## TEXT SHOWN
Thursday, March 4, 2010

Obama and the RI school firings

 It's so much easier to suggest solutions when you don't know too much about the problem.
  - Malcolm Forbes


One good rule about essays is you should not express an opinoin until you know sufficient details about the event you are talking about. Talking about a situation you don't know much about is a great way to be a fool.

On the other hand, I have achieved fool status often enough to be now uninhibited.

So with respect to the school board in Central Falls,  Rhode Island firing the entire faculty of the high school, I have an uninformed opinion. As I understand it from the entirely inadequate news reports, which answer none of the essential questions about this school, its teachers, the students and, most importantly, the families of the students, the school was failing to educate its students by any measure you care to propose.

The question is, whose fault is that failure? If you fire someone, presumably, you are saying, it's your fault. Or, if you are afraid to use the phrase, it's your fault or you are to blame, then you say, you cannot do this job. And, this is important, we will replace you with someone who can do the job of educating these students in this school, that is, in this setting. If you fire all the teachers and close the school down,

I'm with you. I have no objections to firing everyone, closing the school, if you then have the honesty to say, "Nobody can succeed in educating these students in a public school here."

I lived once in Montgomery County, Maryland. In the southern part of the county, the wealthy suburbs bordering Washington, DC there were two high schools which graduated virtually one hundred percent of their students and over ninety percent went on to college and not just to college but nearly 100 of every 400 in every graduating class went to the Ivy League or equally competitive and selective colleges.

Up county, the story was different, and the story was different in parts of the county where the kids came from families which were struggling economically.  Fifty years ago, the only economically stressed families in Montgomery County were farm families, but now the county has immigrant communities, broken families, communities with drug problems, crime. It's not exactly the desperation of The Wire--you knew I was going to allude to The Wire eventually--but county developed pockets of poverty and things changed.


When the new superintendent of schools arrived,  he looked over this landscape of the haves and the have nots and he announced he was going to improve the failing  schools by transferring the teachers from the successful schools to the failing high schools.

This brilliant solution came from a man who was being paid over three hundred thousand dollars a year to be brilliant.

Of course, after the parents in the successful schools stopped laughing, when they realized he was serious, they simply pointed out to the superintendent the success of those schools had little to do with the teachers.

Those kids came from families of Ivy Leaguers. Those kids had violin lessons, tutors, travel, enrichment camps and most importantly, immense pressure to succeed. Their parents drove them crazy. They drove each other crazy telling themselves if they didn't get into Harvard, their lives were ruined. You could send any teachers into those two schools and those kids would score perfect scores on the SATs and get straight A's and build computers, organize soup kitchens, win equestrian team and polo competitions and nothing would change, except all the teachers you sent from those good schools to the bad ones would quit and look for work across the river in Fairfax County, where they knew how to treat good teachers.

Laying the success of the students at the feet of the teachers was just as absurd as laying the failure of students at the feet of the teachers.  What makes kids succeed (notice I did not say "Learn," is the family structure.

So when President Obama supports the school board in scape goating the teachers at Central Falls High School, he is being just as obtuse as that superintendent. Likely, that school was failing those kids because families had been failing those kids and the community failed those kids and those families and the place where the tests were administered which revealed those failures--inability to read at grade level, inability to do math, resistance to learning--all this happened in the school.

It's like firing all the doctors and nurses at the hospital when you discover patients are dying from drug over doses, gunshot wounds,  AIDs, untreated diabetes and strokes from untreated hypertension. Those failures are happening on your watch, right in front of your eyes and you haven't prevented them. So we fire you.

President Obama is said to be a fan of The Wire.  He must not have watched the fourth season, which is about the schools, about how hopeless the task of teachers in those inner city schools is. He ought to take the time to watch that season. Then he'll apologize to those teachers.

On the other hand, maybe he'll realize he was wrong and not apologize. There is a wonderful bar scene in The Wire where an assistant to the mayor is shaking his head at how disappointing the mayor he helped elect has been. Another political type commiserates: "They always disappoint you. I don't care how great they were, getting elected. They always disappoint."

## Natural-language descriptions of regions

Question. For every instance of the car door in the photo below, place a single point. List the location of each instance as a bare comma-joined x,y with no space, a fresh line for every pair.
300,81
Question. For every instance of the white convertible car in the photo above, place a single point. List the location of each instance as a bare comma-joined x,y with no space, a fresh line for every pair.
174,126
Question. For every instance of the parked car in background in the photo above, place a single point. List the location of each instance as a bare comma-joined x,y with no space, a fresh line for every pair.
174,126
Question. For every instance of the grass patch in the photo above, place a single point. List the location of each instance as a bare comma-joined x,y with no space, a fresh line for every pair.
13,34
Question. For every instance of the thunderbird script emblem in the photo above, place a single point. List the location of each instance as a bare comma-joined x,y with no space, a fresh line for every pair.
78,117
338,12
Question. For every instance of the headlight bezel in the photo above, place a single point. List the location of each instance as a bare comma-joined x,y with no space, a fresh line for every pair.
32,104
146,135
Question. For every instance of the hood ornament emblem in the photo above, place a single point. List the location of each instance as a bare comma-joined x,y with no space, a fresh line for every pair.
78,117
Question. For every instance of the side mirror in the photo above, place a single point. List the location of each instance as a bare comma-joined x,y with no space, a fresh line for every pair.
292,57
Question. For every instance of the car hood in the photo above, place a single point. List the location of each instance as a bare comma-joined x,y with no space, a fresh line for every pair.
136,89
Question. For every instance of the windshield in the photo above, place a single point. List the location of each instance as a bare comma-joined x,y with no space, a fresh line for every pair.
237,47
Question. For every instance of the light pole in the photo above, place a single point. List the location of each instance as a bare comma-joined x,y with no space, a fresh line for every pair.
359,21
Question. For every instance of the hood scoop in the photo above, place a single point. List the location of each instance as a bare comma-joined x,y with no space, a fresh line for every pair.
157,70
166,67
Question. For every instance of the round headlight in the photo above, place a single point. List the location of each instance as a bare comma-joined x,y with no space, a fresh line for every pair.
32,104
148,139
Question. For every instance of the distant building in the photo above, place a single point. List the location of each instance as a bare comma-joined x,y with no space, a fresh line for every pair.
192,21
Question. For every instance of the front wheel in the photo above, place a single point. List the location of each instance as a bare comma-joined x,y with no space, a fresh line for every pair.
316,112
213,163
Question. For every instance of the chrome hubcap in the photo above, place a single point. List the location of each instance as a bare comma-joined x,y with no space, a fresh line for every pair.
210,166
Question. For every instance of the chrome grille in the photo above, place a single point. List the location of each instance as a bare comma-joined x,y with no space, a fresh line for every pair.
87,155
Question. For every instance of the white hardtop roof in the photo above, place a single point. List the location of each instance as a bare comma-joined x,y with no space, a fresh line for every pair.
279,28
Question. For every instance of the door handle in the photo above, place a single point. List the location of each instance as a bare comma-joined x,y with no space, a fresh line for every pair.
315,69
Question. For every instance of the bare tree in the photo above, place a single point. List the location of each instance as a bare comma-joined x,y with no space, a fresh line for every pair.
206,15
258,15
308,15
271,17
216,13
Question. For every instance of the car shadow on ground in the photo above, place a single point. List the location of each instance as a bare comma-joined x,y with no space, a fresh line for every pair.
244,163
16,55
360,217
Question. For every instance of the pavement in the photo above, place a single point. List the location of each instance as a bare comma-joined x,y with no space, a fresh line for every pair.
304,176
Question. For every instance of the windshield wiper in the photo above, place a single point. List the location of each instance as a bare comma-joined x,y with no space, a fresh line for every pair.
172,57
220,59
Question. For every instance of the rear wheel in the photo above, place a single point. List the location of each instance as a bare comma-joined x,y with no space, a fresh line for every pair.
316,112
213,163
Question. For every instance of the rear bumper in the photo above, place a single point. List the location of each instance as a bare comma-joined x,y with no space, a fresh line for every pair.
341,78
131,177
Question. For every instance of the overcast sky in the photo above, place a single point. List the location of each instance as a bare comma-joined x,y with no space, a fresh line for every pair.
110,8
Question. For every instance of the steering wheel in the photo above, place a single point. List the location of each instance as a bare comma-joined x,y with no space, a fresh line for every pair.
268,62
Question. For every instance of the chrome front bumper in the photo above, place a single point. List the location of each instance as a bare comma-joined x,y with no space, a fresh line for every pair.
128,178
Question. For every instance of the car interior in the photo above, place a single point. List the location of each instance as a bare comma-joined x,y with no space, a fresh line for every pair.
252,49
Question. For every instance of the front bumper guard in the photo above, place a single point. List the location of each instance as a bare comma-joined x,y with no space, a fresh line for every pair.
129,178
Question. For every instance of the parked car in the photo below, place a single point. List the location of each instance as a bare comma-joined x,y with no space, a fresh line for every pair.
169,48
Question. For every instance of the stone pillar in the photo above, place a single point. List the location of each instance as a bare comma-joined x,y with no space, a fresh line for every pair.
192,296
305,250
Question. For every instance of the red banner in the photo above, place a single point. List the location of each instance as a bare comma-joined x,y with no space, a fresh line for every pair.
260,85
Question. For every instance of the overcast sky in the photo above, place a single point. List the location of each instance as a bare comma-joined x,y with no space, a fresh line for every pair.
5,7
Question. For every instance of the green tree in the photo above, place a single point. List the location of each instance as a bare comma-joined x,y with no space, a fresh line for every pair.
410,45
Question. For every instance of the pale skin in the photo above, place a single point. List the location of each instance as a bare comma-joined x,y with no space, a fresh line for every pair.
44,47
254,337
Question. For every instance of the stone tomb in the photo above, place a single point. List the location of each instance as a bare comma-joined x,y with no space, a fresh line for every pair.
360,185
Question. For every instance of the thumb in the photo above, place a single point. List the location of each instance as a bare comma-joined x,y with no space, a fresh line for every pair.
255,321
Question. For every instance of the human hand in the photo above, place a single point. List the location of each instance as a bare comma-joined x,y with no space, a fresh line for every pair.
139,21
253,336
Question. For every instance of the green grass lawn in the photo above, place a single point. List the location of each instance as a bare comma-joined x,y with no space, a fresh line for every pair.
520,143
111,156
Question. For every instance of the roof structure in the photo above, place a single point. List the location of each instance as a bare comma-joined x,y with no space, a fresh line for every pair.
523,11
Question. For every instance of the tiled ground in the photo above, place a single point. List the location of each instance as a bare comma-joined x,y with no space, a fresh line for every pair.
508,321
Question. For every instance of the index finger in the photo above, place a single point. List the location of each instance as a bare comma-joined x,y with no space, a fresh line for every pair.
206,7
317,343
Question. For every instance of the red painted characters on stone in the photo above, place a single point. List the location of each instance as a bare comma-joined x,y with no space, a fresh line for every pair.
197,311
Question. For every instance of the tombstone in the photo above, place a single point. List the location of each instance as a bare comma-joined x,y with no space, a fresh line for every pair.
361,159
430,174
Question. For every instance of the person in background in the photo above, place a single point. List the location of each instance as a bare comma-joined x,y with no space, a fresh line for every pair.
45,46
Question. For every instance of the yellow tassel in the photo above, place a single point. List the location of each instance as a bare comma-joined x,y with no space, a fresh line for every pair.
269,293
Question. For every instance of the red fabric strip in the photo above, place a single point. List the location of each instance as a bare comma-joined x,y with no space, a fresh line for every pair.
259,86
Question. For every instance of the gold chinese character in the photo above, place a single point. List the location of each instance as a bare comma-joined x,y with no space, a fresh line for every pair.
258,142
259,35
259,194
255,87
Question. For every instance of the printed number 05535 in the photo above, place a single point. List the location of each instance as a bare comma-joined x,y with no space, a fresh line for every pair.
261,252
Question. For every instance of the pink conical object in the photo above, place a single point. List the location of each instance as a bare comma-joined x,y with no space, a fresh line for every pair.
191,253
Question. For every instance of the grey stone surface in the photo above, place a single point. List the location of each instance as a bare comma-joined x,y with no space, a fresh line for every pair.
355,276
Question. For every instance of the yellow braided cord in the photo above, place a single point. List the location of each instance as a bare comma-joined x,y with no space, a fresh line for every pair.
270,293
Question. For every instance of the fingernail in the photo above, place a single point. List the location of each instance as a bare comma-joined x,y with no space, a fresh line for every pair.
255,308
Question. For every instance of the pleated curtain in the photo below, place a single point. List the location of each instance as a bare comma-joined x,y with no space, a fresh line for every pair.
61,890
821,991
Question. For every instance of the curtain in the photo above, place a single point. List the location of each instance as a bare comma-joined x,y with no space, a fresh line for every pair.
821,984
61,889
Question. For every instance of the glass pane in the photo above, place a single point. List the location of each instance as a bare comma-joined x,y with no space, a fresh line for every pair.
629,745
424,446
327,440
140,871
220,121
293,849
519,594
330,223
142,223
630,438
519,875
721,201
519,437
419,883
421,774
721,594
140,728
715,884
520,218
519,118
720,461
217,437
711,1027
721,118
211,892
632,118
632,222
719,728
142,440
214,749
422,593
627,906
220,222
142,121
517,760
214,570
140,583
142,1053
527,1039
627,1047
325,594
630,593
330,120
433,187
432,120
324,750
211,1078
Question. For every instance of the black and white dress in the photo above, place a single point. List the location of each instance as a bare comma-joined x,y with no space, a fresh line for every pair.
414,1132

## PROBLEM TO WORK ON
Rewrite the text from "It's so much" to "be now uninhibited.", putting "blog posts" in place of "essays". The data is not needed for the task.

## RESPONSE AREA
It's so much easier to suggest solutions when you don't know too much about the problem.
  - Malcolm Forbes


One good rule about blog posts is you should not express an opinoin until you know sufficient details about the event you are talking about. Talking about a situation you don't know much about is a great way to be a fool.

On the other hand, I have achieved fool status often enough to be now uninhibited.